Retype every line of the data below exactly, leaving out the pictures.

GIVEN DATA
start

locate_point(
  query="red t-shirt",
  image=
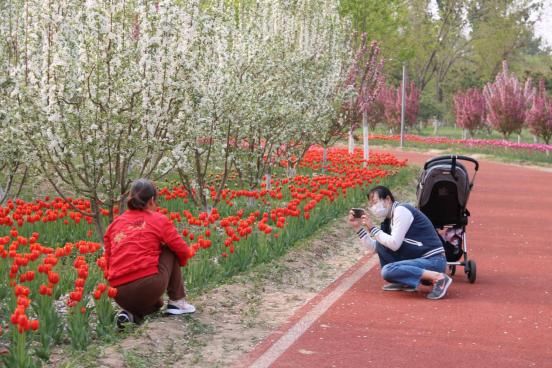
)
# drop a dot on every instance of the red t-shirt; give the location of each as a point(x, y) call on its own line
point(133, 244)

end

CORRECT OUTPUT
locate_point(
  query="red t-shirt",
  image=
)
# drop a dot on every instance of the red t-shirt; give the location of each as a point(x, y) call on its own line
point(133, 244)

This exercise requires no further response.